On appeal, Rodgers raises the following assignment of error:
Because the record, as shown by clear and convincing evidence,
does not support the trial court’s findings, pursuant to R.C.
2953.08(G)(2), the trial court’s sentence of Appellant was not
supported by the record.
Rodgers argues that the trial court did not properly weigh the principles and
purposes of felony sentencing in R.C. 2929.11 or the seriousness and recidivism
factors in R.C. 2929.12.
Legal Standard
{¶5} In rendering a sentence, “[t]he trial court has full discretion to impose
any sentence within the authorized statutory range * * *.” State v. Dayton, 3d Dist.
Union No. 14-16-05, 2016-Ohio-7178, ¶ 15, quoting, State v. King, 2d Dist. Clark
Nos. 2012-CA-25, 2012-CA-26, 2013-Ohio-2021, ¶ 45. However, in this process,
trial courts are to sentence convicted felons in accordance with the overriding
purposes of felony sentencing, which
are to protect the public from future crime by the offender and
others and to punish the offender using the minimum sanctions
that the court determines accomplish those purposes without
imposing an unnecessary burden on state or local government
resources. * * *
Case No. 5-20-04
R.C. 2929.11. “To effectuate compliance with these overriding purposes, the Ohio
Revised Code requires the trial court to consider a number of factors listed in R.C.

> _Data segment_
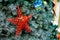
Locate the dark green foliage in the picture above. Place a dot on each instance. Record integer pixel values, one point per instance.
(40, 23)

> _Work to complete_
**a.** Can you copy the sentencing appeal opinion between "Legal Standard" and "Dayton, 3d Dist.", inclusive, swapping "discretion" for "latitude"?
**b.** Could you write the next part of the sentencing appeal opinion, picking up after its final line?

> _Results of the tasks_
**a.**
Legal Standard
{¶5} In rendering a sentence, “[t]he trial court has full latitude to impose
any sentence within the authorized statutory range * * *.” State v. Dayton, 3d Dist.

**b.**
2929.12.” State v. Walton, 3d Dist. Logan No. 8-17-55, 2018-Ohio-1680, ¶ 6. The
R.C. 2929.12 factors direct the trial court to evaluate the seriousness of the offense
and the likelihood of recidivism. R.C. 2929.12.
{¶6} “Appellate courts defer to the broad discretion of the trial court in
matters of sentencing.” State v. Jones, 3d Dist. Shelby No. 17-19-08, 2019-Ohio4938, ¶ 7.1
If the defendant establishes by clear and convincing evidence that his or
her sentence is “(1) contrary to law and/or (2) unsupported by the record,” an
appellate court has the authority, pursuant to R.C. 2953.08(G)(2), “to increase,
reduce, or otherwise modify a sentence * * *.” State v. McGowan, 147 Ohio St.3d
166, 2016-Ohio-2971, 62 N.E.3d 178, ¶ 1.
Clear and convincing evidence is that measure or degree of proof
which is more than a mere ‘preponderance of the evidence,’ but
not to the extent of such certainty as is required ‘beyond a
reasonable doubt’ in criminal cases, and which will produce in the
mind of the trier of facts a firm belief or conviction as to the facts
sought to be established.
State v. Sullivan, 2017-Ohio-8937, 102 N.E.3d 86 (3d Dist.), ¶ 12, quoting Cross v.
Ledford, 161 Ohio St. 469, 120 N.E.2d 118, paragraph three of the syllabus (1954).

Trial courts are given discretion in applying the statutory factors in the process of determining an appropriate
sentence. A misapplication of these factors in sentencing that rises to the level of an abuse of discretion is
clearly and convincingly contrary to law. Thus, we examine the record to determine whether the trial court
clearly and convincingly failed to act in accordance with the laws governing the imposition of sentences.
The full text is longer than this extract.